### Worum es geht:
Gib alle folgenden Zeilen Zeichen für Zeichen unverändert wieder.

### Datenzeilen:
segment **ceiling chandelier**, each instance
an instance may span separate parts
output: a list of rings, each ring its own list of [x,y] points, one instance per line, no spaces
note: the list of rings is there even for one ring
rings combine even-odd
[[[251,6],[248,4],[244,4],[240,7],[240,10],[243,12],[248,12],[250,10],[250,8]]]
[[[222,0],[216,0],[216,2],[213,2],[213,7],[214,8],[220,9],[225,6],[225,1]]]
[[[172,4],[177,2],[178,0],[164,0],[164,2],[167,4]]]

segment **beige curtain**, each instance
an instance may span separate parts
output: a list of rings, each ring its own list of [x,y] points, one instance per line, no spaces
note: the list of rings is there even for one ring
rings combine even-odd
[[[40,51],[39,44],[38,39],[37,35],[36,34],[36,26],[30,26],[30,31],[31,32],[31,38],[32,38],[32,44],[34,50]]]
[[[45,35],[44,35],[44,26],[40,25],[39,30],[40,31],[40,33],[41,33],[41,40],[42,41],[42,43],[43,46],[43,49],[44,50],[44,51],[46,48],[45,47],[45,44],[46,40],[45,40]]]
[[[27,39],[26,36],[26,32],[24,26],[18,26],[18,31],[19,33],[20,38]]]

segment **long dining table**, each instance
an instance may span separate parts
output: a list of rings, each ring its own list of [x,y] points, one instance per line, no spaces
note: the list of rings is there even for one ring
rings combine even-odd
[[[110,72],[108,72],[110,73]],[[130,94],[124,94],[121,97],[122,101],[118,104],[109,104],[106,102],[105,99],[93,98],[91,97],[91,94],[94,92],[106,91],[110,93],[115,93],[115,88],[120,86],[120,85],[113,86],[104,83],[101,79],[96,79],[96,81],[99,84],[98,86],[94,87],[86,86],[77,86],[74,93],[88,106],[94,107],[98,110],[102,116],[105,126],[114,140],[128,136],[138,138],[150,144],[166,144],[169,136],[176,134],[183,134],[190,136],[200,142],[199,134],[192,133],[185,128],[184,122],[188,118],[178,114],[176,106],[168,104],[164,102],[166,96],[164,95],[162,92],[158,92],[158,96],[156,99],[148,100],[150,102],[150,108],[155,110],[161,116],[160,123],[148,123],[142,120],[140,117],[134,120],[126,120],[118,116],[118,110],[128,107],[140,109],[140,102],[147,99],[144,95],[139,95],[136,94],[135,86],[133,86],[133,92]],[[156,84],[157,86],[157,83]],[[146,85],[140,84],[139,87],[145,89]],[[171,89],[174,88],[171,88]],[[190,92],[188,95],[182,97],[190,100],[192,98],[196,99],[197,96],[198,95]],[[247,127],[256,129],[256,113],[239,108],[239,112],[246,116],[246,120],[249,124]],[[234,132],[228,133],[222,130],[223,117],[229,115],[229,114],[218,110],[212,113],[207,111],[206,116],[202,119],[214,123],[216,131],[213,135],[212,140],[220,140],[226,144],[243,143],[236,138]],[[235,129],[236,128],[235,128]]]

### Das Ergebnis:
segment **ceiling chandelier**, each instance
an instance may span separate parts
output: a list of rings, each ring its own list of [x,y] points, one instance per line, no spaces
note: the list of rings is there even for one ring
rings combine even-odd
[[[251,6],[248,4],[244,4],[240,7],[240,10],[243,12],[248,12],[250,10],[250,8]]]
[[[222,0],[216,0],[216,2],[213,2],[213,7],[214,8],[220,9],[225,6],[225,1]]]
[[[172,4],[177,2],[178,0],[164,0],[164,2],[167,4]]]

segment **beige curtain**, each instance
an instance may span separate parts
output: a list of rings, each ring its own list of [x,y] points, one instance per line, no spaces
note: the list of rings is there even for one ring
rings combine even-odd
[[[40,51],[39,44],[38,39],[37,35],[36,34],[36,26],[30,26],[30,31],[31,32],[31,38],[32,38],[32,44],[34,50]]]
[[[45,35],[44,35],[44,26],[40,25],[39,30],[40,31],[40,33],[41,33],[41,40],[42,41],[42,43],[43,46],[43,49],[44,50],[44,51],[46,48],[45,47],[45,44],[46,40],[45,40]]]
[[[27,39],[26,36],[26,32],[24,26],[18,26],[18,31],[19,33],[20,38]]]

segment **long dining table**, each instance
an instance may span separate parts
output: a list of rings, each ring its own list of [x,y] points, one instance per line, no spaces
note: the list of rings is there even for one ring
rings combine even-odd
[[[110,72],[108,72],[110,73]],[[130,94],[124,94],[121,97],[122,101],[118,104],[109,104],[106,102],[105,99],[93,98],[91,97],[91,94],[94,92],[106,91],[110,93],[115,93],[115,88],[120,86],[120,85],[113,86],[104,83],[101,79],[96,79],[96,81],[99,84],[98,86],[94,87],[86,86],[77,86],[74,93],[88,106],[94,107],[98,110],[102,116],[105,126],[114,140],[128,136],[138,138],[150,144],[166,144],[169,136],[176,134],[183,134],[190,136],[200,142],[199,134],[192,133],[185,128],[184,122],[188,118],[178,114],[176,106],[168,104],[164,102],[166,96],[164,95],[162,92],[158,92],[158,96],[156,99],[148,100],[150,102],[150,108],[155,110],[161,116],[160,123],[148,123],[142,120],[140,117],[134,120],[126,120],[118,116],[118,110],[128,107],[140,109],[140,102],[147,99],[144,95],[139,95],[136,94],[135,86],[133,86],[133,92]],[[156,84],[157,86],[157,83]],[[146,85],[140,84],[139,87],[145,89]],[[171,89],[174,88],[171,88]],[[190,92],[188,95],[182,97],[190,100],[192,98],[196,99],[197,96],[198,95]],[[247,127],[256,129],[256,113],[239,108],[239,112],[246,116],[246,120],[249,124]],[[234,132],[228,133],[222,130],[223,117],[229,115],[229,114],[218,110],[212,113],[207,111],[206,116],[202,119],[214,123],[216,131],[213,135],[212,140],[220,140],[226,144],[243,143],[236,138]],[[235,129],[236,128],[235,128]]]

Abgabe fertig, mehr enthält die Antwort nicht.